Directive:
Copy out the entries from the line containing "Mark the rock" through the end of the entries, requests included, and multiply each pixel coordinate in the answers by 1.85, rounding to whole numbers with halves rounded up. Give only these lines, with the requests left unchanged.

#####

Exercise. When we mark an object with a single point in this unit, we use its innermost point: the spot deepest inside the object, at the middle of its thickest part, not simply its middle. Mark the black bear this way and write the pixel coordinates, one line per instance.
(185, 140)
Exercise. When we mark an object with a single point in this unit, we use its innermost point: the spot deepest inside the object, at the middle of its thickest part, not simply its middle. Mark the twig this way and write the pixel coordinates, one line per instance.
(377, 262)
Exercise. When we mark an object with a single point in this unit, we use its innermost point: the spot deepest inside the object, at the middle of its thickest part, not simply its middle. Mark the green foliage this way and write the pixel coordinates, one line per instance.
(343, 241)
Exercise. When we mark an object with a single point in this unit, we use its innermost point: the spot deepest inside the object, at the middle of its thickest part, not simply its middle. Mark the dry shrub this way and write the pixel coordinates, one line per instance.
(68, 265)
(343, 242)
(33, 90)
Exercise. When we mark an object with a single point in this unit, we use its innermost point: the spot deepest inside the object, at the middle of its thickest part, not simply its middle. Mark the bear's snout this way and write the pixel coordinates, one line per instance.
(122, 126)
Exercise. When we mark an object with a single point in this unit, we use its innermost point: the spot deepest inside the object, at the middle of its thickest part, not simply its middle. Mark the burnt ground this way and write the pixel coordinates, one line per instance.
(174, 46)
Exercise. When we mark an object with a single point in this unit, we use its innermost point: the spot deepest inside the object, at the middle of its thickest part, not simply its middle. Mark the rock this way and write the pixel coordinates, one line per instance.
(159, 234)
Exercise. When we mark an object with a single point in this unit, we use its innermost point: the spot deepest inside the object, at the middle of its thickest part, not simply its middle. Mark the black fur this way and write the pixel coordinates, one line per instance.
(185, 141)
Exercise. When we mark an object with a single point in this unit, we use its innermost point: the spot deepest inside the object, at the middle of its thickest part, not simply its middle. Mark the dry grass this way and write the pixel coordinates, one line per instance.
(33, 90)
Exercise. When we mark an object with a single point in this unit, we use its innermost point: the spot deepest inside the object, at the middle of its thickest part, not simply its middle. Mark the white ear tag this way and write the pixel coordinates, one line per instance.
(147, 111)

#####

Worked answer:
Exercise. When we mark an object with a single point in this unit, we use its innermost point: the spot deepest inside the object, at the middle of its thickest part, not simply its middle. Mark the rock this way and write the pixel coordinates, one line per instance.
(294, 433)
Exercise. When we mark an object with a single point in this unit, we use its innermost point: the spot deepest inside the object, at the middle of its thickest part, not simply its middle. Mark the black fur this way and write the pixel coordinates, one line per instance.
(342, 261)
Exercise. When we mark an object with a single point in this unit, we use its innermost point: the spot deepest inside the object, at the middle of its thickest part, not simply its middle. Mark the dry grass this way and write the pixel coordinates, one line per instance.
(61, 167)
Exercise. When we mark an object with a single point in this unit, we use its innermost point: the spot deepest inside the object, at the middle of its thickest part, not simply its middle. Mark the white ear tag this way and write the pixel coordinates, one line per instance.
(272, 205)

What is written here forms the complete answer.